Saved entries:
* * * *
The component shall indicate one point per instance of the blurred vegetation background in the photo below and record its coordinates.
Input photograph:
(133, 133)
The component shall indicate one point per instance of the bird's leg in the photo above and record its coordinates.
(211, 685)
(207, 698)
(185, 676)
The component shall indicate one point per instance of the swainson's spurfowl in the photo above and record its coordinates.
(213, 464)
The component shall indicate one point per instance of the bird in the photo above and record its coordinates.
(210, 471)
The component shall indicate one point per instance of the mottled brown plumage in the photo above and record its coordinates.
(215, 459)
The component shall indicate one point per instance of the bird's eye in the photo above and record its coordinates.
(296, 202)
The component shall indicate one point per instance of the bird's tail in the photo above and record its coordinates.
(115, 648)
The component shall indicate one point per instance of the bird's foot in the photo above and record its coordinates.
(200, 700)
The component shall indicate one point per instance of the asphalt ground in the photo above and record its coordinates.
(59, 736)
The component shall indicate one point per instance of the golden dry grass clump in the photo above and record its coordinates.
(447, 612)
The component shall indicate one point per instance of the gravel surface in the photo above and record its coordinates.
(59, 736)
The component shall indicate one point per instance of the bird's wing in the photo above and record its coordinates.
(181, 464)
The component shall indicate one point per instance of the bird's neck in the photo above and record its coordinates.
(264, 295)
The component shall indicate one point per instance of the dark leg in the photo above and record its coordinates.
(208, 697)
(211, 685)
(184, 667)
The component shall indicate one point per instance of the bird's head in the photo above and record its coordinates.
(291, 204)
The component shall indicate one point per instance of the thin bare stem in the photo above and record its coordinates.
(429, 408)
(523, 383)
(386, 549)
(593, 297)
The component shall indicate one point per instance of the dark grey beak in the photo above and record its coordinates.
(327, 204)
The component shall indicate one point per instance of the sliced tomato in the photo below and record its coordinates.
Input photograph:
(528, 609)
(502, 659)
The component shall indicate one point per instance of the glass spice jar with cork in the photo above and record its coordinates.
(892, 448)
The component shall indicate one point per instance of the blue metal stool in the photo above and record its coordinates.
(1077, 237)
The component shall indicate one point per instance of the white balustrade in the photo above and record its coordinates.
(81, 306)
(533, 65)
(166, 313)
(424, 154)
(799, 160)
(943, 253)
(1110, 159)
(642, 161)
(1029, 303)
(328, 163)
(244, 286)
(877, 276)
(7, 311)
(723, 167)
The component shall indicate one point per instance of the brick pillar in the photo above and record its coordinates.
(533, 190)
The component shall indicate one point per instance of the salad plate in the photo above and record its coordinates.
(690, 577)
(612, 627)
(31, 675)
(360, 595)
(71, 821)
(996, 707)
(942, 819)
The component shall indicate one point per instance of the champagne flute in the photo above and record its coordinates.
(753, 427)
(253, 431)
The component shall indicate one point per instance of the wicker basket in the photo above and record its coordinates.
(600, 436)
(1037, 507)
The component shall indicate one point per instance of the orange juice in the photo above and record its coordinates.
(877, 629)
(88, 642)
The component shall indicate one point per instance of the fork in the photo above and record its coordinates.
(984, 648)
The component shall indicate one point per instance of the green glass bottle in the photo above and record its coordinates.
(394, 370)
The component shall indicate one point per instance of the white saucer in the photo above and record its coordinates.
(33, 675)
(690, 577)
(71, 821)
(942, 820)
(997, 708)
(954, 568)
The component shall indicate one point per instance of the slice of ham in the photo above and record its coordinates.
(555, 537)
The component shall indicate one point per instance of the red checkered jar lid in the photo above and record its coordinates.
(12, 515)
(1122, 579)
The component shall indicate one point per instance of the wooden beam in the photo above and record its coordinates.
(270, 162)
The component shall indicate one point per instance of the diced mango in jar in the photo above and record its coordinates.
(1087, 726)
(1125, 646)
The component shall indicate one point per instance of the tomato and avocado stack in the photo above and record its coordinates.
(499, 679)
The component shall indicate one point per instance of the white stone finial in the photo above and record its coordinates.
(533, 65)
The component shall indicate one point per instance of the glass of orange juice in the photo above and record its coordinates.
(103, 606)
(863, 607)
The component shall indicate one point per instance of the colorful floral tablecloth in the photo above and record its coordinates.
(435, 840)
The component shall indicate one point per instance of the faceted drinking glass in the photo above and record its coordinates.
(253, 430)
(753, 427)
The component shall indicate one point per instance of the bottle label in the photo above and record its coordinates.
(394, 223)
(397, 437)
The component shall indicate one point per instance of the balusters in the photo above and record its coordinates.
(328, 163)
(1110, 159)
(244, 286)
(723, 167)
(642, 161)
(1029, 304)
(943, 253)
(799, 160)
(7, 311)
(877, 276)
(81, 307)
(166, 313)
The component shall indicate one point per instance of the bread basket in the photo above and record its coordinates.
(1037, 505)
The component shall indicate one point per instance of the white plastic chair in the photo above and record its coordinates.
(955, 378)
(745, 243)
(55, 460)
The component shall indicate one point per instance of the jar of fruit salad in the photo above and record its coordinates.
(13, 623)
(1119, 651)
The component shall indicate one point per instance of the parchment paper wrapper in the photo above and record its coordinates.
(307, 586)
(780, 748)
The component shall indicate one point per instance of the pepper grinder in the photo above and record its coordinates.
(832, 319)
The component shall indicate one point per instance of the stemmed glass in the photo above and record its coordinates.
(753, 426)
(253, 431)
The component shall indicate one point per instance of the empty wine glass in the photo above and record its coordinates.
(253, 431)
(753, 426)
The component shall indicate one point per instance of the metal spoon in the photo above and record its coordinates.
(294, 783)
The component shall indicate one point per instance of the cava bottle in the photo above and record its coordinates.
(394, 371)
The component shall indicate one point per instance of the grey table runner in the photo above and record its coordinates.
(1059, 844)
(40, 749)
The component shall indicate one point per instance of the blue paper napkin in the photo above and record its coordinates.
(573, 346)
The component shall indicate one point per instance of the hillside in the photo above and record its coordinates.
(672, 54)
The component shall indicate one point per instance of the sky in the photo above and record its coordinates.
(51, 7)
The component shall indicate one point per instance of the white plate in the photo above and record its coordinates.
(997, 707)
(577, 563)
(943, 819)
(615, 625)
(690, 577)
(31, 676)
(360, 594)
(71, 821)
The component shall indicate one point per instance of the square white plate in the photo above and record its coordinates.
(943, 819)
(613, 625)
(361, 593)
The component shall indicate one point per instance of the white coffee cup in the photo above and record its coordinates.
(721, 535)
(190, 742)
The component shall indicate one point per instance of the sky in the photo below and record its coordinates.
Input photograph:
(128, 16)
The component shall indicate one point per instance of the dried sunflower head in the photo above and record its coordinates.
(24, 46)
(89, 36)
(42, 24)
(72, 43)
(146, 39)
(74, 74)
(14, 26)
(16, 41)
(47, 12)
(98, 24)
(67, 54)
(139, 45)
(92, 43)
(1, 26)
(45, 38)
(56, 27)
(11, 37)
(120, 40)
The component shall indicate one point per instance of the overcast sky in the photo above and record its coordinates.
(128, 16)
* * * *
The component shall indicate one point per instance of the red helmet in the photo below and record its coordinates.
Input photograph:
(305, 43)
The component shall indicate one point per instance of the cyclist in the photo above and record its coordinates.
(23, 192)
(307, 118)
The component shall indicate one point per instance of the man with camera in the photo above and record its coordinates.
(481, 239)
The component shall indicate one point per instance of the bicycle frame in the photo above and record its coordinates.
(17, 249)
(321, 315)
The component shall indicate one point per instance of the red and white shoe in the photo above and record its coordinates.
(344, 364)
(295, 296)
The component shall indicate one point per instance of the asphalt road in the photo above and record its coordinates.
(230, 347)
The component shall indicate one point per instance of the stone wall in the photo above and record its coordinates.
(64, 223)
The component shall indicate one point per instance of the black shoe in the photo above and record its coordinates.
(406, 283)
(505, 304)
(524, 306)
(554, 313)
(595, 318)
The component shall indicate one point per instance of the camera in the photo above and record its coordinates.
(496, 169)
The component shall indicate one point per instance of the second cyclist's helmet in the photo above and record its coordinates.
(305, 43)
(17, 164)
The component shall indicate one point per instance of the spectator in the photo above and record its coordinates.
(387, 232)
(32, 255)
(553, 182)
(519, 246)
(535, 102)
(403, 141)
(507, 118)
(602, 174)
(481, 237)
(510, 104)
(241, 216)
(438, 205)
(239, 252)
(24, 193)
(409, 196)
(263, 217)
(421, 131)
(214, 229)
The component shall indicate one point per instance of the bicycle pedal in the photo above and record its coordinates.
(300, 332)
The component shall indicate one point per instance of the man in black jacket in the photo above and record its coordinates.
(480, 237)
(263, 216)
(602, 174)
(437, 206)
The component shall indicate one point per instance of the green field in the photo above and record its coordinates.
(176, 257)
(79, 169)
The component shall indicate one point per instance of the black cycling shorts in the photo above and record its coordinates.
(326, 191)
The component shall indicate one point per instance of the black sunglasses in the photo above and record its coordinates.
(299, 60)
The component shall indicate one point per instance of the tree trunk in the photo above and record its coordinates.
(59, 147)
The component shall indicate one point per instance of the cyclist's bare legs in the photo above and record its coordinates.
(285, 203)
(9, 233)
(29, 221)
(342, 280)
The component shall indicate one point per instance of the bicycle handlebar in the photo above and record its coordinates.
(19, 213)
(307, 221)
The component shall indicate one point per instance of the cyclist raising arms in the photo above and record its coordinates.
* * * *
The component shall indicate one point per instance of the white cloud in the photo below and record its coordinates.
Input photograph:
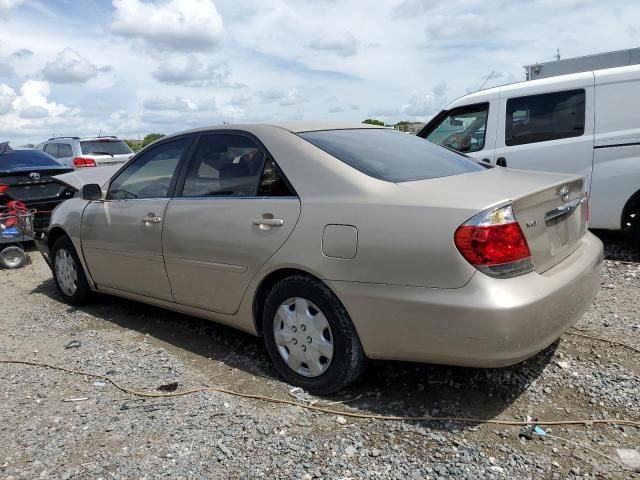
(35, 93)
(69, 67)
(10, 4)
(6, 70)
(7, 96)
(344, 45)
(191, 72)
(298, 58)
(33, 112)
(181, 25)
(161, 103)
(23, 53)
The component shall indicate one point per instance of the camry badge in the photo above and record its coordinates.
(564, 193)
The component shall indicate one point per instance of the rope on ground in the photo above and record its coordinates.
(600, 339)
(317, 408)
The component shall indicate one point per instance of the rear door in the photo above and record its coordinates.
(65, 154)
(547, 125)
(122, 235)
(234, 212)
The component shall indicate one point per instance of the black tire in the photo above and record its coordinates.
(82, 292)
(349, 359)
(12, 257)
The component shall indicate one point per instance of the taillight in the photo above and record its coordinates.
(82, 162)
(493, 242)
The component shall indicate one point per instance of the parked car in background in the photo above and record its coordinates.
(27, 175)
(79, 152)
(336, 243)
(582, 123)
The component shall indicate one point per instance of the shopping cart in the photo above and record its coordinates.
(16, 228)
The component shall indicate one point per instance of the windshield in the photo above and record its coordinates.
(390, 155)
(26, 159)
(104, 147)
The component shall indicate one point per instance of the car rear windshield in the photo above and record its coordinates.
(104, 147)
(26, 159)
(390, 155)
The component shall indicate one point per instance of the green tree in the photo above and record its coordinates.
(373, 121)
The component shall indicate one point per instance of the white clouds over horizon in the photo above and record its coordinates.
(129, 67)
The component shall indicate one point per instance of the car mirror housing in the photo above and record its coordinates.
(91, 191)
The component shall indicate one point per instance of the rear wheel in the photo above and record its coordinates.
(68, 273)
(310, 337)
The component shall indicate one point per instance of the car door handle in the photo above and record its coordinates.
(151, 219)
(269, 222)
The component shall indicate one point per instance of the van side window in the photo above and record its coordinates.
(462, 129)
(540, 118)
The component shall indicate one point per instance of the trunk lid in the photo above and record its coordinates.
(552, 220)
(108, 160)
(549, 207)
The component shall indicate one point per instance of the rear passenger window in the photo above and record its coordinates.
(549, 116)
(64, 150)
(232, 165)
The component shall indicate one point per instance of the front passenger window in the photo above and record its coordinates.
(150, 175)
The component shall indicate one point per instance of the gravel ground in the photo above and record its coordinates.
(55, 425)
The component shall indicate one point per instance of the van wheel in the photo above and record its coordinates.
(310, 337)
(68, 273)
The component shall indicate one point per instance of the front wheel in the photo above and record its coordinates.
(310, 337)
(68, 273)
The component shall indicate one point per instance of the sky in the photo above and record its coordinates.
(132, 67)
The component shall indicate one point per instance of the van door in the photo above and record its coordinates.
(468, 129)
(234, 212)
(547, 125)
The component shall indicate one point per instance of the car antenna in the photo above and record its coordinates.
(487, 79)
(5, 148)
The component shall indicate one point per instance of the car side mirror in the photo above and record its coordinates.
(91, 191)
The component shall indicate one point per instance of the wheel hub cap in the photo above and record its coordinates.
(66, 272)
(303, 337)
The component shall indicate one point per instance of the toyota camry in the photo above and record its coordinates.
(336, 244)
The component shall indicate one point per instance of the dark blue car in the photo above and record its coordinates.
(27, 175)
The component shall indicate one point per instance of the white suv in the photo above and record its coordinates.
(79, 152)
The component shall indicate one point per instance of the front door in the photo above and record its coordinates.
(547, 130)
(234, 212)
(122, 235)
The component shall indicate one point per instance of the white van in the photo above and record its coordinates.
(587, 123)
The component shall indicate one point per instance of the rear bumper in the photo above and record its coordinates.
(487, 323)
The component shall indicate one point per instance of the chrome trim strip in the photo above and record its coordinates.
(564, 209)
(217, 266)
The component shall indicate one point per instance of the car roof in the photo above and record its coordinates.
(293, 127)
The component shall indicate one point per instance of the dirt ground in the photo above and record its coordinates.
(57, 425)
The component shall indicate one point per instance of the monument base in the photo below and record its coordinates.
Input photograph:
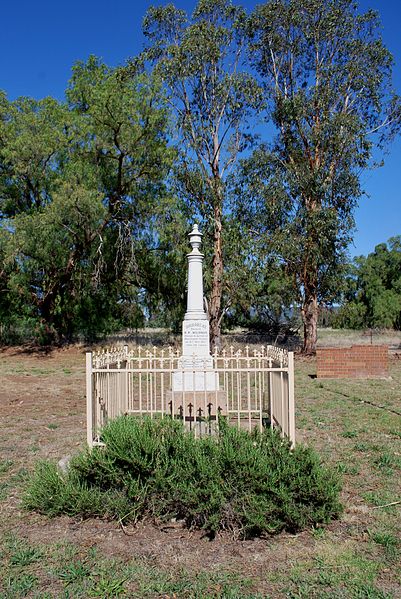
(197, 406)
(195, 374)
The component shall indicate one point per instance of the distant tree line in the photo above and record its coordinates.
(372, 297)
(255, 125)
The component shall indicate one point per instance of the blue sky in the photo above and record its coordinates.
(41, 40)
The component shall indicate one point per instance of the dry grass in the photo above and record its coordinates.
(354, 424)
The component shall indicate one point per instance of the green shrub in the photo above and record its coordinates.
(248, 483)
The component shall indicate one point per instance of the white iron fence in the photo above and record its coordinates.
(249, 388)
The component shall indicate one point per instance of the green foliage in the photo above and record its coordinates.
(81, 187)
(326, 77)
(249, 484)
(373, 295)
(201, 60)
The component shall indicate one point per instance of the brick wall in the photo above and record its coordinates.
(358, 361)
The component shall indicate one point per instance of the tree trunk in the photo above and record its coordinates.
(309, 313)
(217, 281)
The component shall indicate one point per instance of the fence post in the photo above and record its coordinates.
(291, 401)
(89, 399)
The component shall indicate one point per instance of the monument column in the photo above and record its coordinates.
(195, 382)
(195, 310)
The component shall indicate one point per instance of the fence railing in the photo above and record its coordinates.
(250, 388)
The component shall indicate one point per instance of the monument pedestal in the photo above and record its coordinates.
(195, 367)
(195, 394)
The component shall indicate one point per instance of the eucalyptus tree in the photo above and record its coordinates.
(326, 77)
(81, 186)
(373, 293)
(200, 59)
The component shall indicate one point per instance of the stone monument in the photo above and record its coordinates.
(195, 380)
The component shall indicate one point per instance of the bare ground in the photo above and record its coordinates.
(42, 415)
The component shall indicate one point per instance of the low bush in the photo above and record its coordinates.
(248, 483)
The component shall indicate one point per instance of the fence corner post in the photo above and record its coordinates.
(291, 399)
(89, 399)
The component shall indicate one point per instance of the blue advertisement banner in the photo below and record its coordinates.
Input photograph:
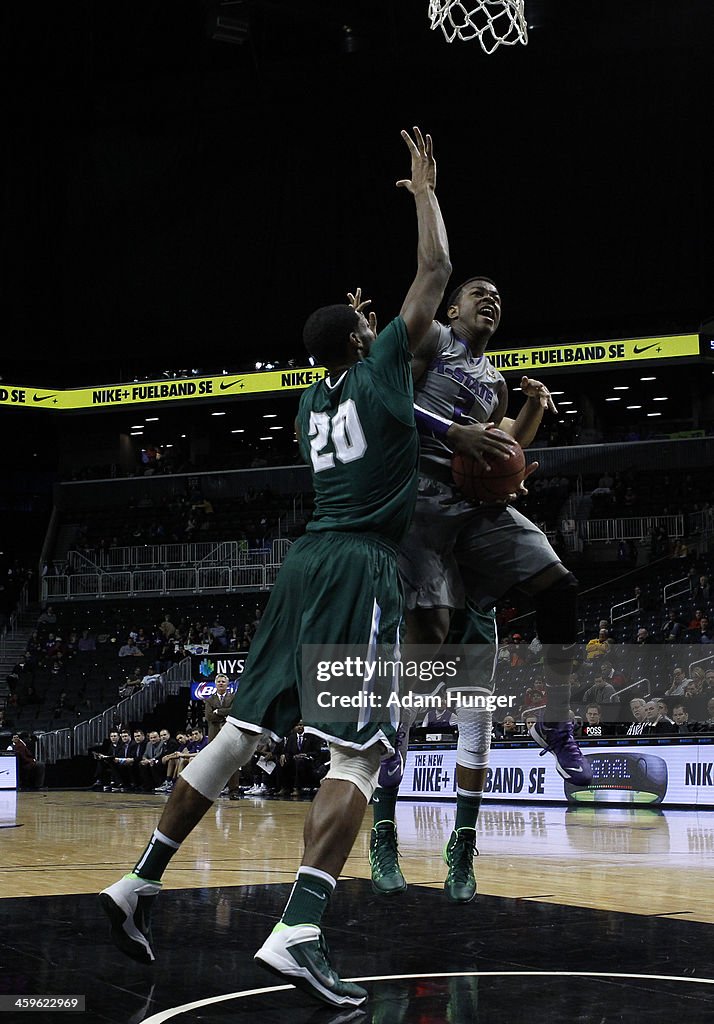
* * * *
Starting from the records above, filter out all lines except those containing the word "below".

→ Response for this exercise
The component shall indicate one point per instance of the blurred vegetation background in the photo below and record its coordinates.
The component shall indicate one point per instance of the sliced tomato in the photo below and record its coordinates.
The component shall indicate one point per instance of the sky in the photo below and record its coordinates.
The component shall indicate one point per instance of the red helmet in the photo below and record its coordinates.
The component shall indicate one point per instance of the white cloud in the photo below and record its coordinates.
The component shall indicate one point per instance of the monument base in the photo below and record its coordinates.
The component shall indicate one point per instance of the blue advertisement banner in the photo below and record its coordinates.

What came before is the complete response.